Reproduce every one of the records below word for word, leaving out the pictures.
▬▬▬▬▬▬
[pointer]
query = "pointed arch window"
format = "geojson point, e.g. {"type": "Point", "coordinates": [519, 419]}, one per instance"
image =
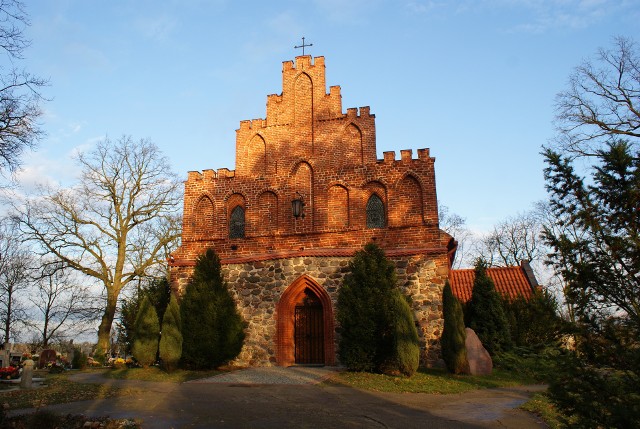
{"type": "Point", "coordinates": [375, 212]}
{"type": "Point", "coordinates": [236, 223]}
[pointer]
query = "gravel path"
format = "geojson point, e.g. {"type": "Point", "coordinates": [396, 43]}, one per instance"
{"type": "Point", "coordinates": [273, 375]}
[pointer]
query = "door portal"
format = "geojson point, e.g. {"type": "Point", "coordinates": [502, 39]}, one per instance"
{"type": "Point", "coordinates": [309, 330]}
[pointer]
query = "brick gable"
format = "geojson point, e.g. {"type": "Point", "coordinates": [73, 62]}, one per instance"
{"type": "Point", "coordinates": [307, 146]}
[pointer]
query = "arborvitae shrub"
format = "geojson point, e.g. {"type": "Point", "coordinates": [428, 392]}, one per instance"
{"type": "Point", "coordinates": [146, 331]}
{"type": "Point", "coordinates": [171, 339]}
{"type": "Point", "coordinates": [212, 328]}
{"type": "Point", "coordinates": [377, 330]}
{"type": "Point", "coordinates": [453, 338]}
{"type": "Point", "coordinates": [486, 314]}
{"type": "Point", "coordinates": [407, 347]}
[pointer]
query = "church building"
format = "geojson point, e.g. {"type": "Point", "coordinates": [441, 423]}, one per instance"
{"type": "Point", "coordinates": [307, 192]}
▬▬▬▬▬▬
## COMPLETE ANSWER
[pointer]
query = "pointed arch window"
format = "geojson point, e.g. {"type": "Point", "coordinates": [519, 419]}, one per instance"
image =
{"type": "Point", "coordinates": [375, 212]}
{"type": "Point", "coordinates": [236, 223]}
[pointer]
query = "gravel path"
format = "geojson point, e.g. {"type": "Point", "coordinates": [396, 43]}, one per instance"
{"type": "Point", "coordinates": [273, 375]}
[pointer]
query = "door portal"
format = "geojson point, e.g. {"type": "Point", "coordinates": [502, 39]}, one per instance"
{"type": "Point", "coordinates": [309, 330]}
[pointer]
query = "brick gable"
format = "geojson point, e.g. {"type": "Point", "coordinates": [73, 62]}, one per instance"
{"type": "Point", "coordinates": [307, 146]}
[pointer]
query = "arborvitae shrub"
format = "geojson point, e.g. {"type": "Point", "coordinates": [428, 392]}, one per instance"
{"type": "Point", "coordinates": [146, 331]}
{"type": "Point", "coordinates": [171, 339]}
{"type": "Point", "coordinates": [212, 328]}
{"type": "Point", "coordinates": [377, 330]}
{"type": "Point", "coordinates": [453, 338]}
{"type": "Point", "coordinates": [486, 314]}
{"type": "Point", "coordinates": [407, 347]}
[pointer]
query = "church building"
format = "geojson point, e.g. {"type": "Point", "coordinates": [441, 423]}, one per instance"
{"type": "Point", "coordinates": [307, 192]}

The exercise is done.